This exercise calls for the whole listing to be given again exactly, without images.
※ ※ ※
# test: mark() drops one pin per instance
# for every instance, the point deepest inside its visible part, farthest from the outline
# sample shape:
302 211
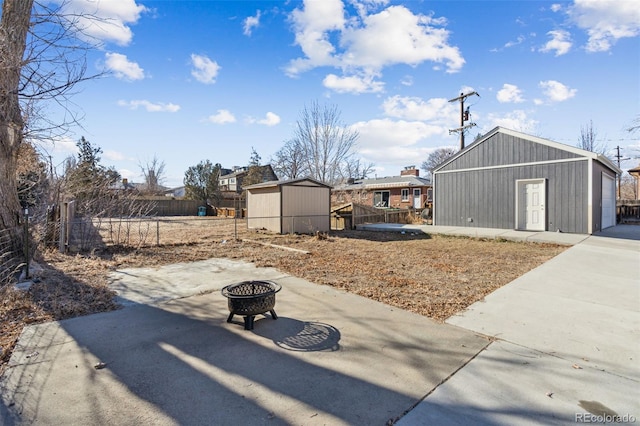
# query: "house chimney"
410 171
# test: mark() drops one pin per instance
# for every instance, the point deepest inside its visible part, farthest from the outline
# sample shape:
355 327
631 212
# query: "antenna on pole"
464 116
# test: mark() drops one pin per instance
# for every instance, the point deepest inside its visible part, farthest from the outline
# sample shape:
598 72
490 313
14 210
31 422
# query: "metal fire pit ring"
251 298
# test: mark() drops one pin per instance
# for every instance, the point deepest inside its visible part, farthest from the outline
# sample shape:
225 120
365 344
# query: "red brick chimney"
410 171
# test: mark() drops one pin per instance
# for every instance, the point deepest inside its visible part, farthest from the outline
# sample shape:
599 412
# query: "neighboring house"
231 181
511 180
635 173
289 206
178 192
408 190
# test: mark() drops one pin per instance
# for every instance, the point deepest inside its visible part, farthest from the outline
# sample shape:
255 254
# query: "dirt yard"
435 276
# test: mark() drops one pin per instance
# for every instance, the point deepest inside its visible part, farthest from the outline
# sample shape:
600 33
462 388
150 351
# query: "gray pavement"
567 343
559 342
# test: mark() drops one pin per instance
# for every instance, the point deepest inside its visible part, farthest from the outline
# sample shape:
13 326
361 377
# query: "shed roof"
581 152
385 182
275 183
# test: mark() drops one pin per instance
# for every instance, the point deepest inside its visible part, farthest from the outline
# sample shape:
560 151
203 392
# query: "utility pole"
618 157
464 116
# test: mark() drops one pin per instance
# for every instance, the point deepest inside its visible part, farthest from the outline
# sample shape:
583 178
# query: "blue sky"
210 80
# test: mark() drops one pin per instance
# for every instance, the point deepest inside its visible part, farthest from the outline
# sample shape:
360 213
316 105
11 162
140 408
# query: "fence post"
26 241
63 228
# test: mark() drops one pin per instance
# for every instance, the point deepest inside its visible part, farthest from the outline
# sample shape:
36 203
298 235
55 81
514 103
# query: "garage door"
608 201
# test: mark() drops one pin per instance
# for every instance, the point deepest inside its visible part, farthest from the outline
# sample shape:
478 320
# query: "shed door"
417 198
608 201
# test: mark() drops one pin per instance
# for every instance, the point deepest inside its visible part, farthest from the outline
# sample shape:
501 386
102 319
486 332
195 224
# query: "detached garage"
290 206
511 180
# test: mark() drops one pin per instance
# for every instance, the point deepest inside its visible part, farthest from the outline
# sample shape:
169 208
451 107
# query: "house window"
381 199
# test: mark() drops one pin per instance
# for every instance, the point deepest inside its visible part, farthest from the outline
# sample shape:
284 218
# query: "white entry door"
417 198
534 205
608 201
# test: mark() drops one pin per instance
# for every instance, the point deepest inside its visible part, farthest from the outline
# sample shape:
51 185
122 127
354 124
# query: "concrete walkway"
559 342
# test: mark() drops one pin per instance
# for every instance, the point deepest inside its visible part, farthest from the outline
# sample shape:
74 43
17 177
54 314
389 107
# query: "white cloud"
509 94
122 67
353 84
64 146
398 143
407 80
114 155
606 21
516 120
556 91
222 116
397 36
560 42
149 106
312 25
250 23
363 45
104 21
437 110
205 70
271 119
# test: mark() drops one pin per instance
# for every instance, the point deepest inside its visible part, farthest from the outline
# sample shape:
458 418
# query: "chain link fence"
10 260
88 234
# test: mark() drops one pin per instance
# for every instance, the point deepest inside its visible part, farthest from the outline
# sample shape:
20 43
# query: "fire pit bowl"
251 298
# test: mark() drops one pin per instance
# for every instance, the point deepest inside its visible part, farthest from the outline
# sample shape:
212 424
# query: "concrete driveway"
171 358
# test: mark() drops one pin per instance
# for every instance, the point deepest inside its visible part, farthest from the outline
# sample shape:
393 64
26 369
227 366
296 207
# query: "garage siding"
503 149
486 198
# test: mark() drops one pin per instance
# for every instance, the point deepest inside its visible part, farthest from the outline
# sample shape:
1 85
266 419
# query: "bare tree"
154 175
41 60
436 158
589 139
255 173
288 162
202 182
327 144
13 37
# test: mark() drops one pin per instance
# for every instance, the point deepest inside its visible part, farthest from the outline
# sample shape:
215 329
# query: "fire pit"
251 298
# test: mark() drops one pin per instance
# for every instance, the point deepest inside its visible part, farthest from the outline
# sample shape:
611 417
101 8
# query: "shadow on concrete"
627 232
181 364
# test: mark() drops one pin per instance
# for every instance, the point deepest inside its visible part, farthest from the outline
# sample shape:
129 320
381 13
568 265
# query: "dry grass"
435 276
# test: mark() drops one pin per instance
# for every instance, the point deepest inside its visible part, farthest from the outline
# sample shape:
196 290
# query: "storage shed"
290 206
511 180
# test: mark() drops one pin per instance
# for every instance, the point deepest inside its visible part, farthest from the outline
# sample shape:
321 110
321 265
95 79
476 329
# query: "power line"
464 116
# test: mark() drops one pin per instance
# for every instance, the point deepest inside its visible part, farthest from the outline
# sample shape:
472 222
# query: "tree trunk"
16 15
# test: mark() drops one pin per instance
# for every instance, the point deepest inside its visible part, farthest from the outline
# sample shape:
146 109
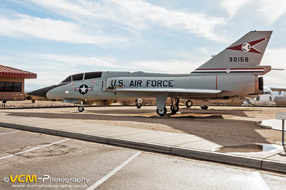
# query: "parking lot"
92 165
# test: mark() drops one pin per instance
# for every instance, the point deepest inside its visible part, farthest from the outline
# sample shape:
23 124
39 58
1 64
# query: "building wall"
12 95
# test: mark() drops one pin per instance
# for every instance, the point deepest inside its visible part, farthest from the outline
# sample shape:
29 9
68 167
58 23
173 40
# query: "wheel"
204 107
174 109
189 103
139 105
162 112
80 108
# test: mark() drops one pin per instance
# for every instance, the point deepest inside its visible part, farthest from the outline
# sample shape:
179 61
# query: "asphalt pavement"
65 163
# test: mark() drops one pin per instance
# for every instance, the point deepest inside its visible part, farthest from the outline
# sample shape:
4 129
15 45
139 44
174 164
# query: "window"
77 77
10 87
17 87
2 87
92 75
68 79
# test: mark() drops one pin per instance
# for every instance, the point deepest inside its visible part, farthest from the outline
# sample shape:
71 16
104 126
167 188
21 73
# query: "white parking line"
9 132
259 182
32 149
114 171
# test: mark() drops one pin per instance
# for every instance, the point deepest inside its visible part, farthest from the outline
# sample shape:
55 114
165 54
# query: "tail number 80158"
238 59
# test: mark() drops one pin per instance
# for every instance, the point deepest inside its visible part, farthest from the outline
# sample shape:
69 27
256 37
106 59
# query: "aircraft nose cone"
41 92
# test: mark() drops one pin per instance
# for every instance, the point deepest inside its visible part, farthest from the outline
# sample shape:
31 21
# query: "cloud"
273 10
135 15
275 57
270 11
233 6
24 26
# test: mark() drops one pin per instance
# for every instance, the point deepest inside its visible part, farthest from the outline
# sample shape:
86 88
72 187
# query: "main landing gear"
161 102
80 108
175 105
189 103
162 112
138 103
204 105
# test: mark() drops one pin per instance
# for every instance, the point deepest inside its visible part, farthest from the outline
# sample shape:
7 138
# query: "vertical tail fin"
※ ※ ※
• _SOLVED EXERCISE_
# test: mark() drops one pin per instance
# for every instance, the point deepest inside its visible part, farthest from the outline
# sample shape:
302 211
# query: "house chimney"
410 171
# test: mark() drops one pin per instance
# for every instance, the point deepest inside its visible part, farthest from the outline
# sample shape:
355 327
631 212
# query: "antenna on pole"
464 116
# test: mark() drops one pin per instance
# for every instance, the point deepest inside its visible part, farthest from the outline
# sample shape:
598 72
490 313
14 210
31 422
# query: "metal fire pit ring"
251 298
# test: mark() drops one pin per instance
# for every instance, the point deepest inside its visible part, farthest from the outline
# sample shape:
225 120
365 344
# query: "red brick chimney"
410 171
# test: mark() drops one pin per instance
# for every instance, the point deepest inside its visible part, farthest from the outline
# sample shape:
599 412
# query: "neighboring house"
231 181
511 180
635 173
289 206
178 192
408 190
# test: mark() drops one pin per instance
# for every instance, the point deepest inside its visible part, farthest from the outline
# sample shape:
255 254
# query: "dirt yard"
435 276
# test: mark() drops one pin per instance
# for every instance, the point deepest inside its visible part, farthest from the outline
# sample shape:
600 33
462 388
150 351
# query: "gray pavement"
567 343
559 342
# test: mark() drops one pin per instance
# for every instance, the point deepest inside its visible part, farthest from the outline
# sample shape:
13 326
361 377
# query: "shed roof"
581 152
385 182
275 183
# test: mark() drops one pin per instance
# for every instance, the point deepest inside its visible part, farthest from the outline
# sample shape:
560 151
203 392
# query: "utility pole"
618 157
464 116
# test: mark() drops one pin per instance
# for every instance, the point deepest inside its visible part, farthest from the outline
# sample shape:
583 178
# query: "blue sky"
210 80
# test: mark() drops one pin per instance
# for every instance, the point deepest inside its visible part, farthest from the outline
# sample shape:
360 213
316 105
11 162
140 408
# query: "fence post"
26 241
63 228
# test: mark() drops one pin per instance
# for every instance, the point deepest inside its visible part, farthest from the outline
# sample shape:
36 203
298 235
55 81
514 103
# query: "garage door"
608 201
# test: mark() drops one pin per instance
# for every instance, the point deepest inside its visible part, farthest from the outline
# sample shape:
478 320
# query: "shed door"
417 198
608 201
# test: mark() drops one pin per instance
# for every instance, the point deepest inside its visible part, farthest from the outline
# sample shape:
501 386
102 319
486 332
195 224
# query: "detached garage"
290 206
511 180
# test: mark() drops one pin per instance
# for every instance, the point deepest inside its visible part, farthest from the outline
# sample shape:
169 208
451 107
# query: "house window"
381 199
# test: mark() drops one pin per instance
# for every instance, the point deepest inside its visible part, farthest from the outline
# sample shape:
284 218
# query: "white entry door"
417 198
534 205
608 201
# test: mark() drops one pin per instance
# for every instance, the point deepest inside its visible part, farthest from the outline
# sample shape:
51 185
122 127
354 124
# query: "concrete walkway"
559 342
# test: mark() drops one pin per instance
# for every instance, the point deepest inside its visible part, farthest from the outline
# sample shape:
74 43
17 177
54 314
389 107
# query: "white cloud"
509 94
122 67
353 84
64 146
398 143
407 80
114 155
606 21
516 120
556 91
222 116
397 36
560 42
149 106
312 25
250 23
363 45
104 21
437 110
205 70
271 119
# test: mark() drops one pin per instance
# for every instance, the point deepest inside its visible part, farthest from the outline
# sample shape:
458 418
# query: "chain link fence"
10 260
88 234
# test: mark() drops one pin per instance
# for every instance, the point deepest inside its visible part, farthest from the outline
# sample shape:
20 43
# query: "fire pit bowl"
251 298
# test: mark() drops one pin per instance
# for every instance, the point deepest inside its visible part, farthest from the outline
# sample shape:
212 424
# query: "concrete driveway"
171 358
# test: mark() drops one pin per instance
# for every instance, the point deepest inside its visible part, farthest from the outline
# sample shape:
393 64
26 369
227 366
296 207
# query: "garage siding"
503 149
486 198
# test: mark() drops one pin per instance
# for every instance, the point deepest inside its visible part, farthest from the outline
# sample shape:
1 85
266 419
# query: "bare tree"
154 175
41 60
436 158
589 139
255 173
288 162
202 182
327 144
13 37
# test: mark() drops one pin per instance
# for every instance, the point deepest inside its visible part, farthest from the outline
# sample shape:
215 329
# query: "fire pit"
251 298
# test: mark() drops one pin per instance
# for every instance, the point deepest inside its visible part, farthest from the outline
# sample shape:
611 417
101 8
# query: "shadow on concrete"
627 232
181 364
# test: mark() drops one pin per instance
# for every instance, the point deepest inside its visible part, farthest from the outline
# sample shape:
129 320
381 13
568 265
# query: "dry grass"
435 276
# test: mark() drops one pin per instance
# for every instance, the point deepest inside its visible part, farthest from the outline
# sample shape:
196 290
# query: "storage shed"
290 206
511 180
# test: mark() drops one pin per instance
# for every instance, the point deepest inside its visible part, farthest from the outline
# sample shape:
321 110
321 265
95 79
476 329
# query: "power line"
464 116
# test: mark() drops one pin per instance
# for every instance, the point deepest inside its visible part, farthest from the outline
# sample shape:
472 222
# query: "tree trunk"
16 15
# test: mark() drops one pin per instance
# for every instance, the point deepest inside its visible part, farthest from the outline
# sample shape:
146 109
# query: "parking lot"
92 165
# test: mark() drops one pin per instance
# for every instance, the point deepest inside its visible part, farthest from the outline
# sample shape:
23 124
39 58
1 64
# query: "building wall"
12 95
# test: mark() drops one pin per instance
# for every instance, the point deepest inside its visible part, farthest from the outline
# sample shape:
29 9
68 167
58 23
173 40
# query: "wheel"
204 107
174 109
189 103
139 105
162 112
80 108
# test: mark() drops one pin per instance
# for every instance, the point deepest inside its visible part, farthest from the outline
# sample shape:
179 61
# query: "asphalt pavement"
65 163
# test: mark() drops one pin per instance
# for every instance, the point deepest inside its visible part, farthest from the outline
# sample shape:
4 129
15 45
139 44
174 164
# query: "window"
77 77
10 87
17 87
2 87
92 75
68 79
# test: mark() drops one pin per instance
# for every instance, the point deepest inside its visible part, farthest from the outline
# sample shape:
71 16
104 126
167 188
21 73
# query: "white parking line"
9 132
259 182
32 149
114 171
# test: mark() drops one pin per instance
# for every instance, the point deepest inside its visible part, farthest from the outline
# sample shape:
55 114
165 54
# query: "tail number 80158"
238 59
# test: mark() drops one pin per instance
# for every instance, the point deepest inside its visible part, farthest from the outline
# sample shape:
69 27
256 37
106 59
# query: "aircraft nose cone"
41 92
# test: mark() drops one pin per instance
# for every instance, the point deepest inside its visible part, farthest from the outline
# sample shape:
31 21
# query: "cloud"
273 10
135 15
275 57
270 11
233 6
24 26
# test: mark() drops one pin per instance
# for every instance, the point deepest inside its visible part, farthest from the outline
# sample shape:
86 88
72 187
# query: "main landing gear"
161 102
80 108
175 105
189 103
162 112
138 103
204 105
# test: mark() drops one pin per instance
# for every instance, the point deepest inside its visible part, farthest from the outline
# sample shape:
7 138
# query: "vertical tail fin"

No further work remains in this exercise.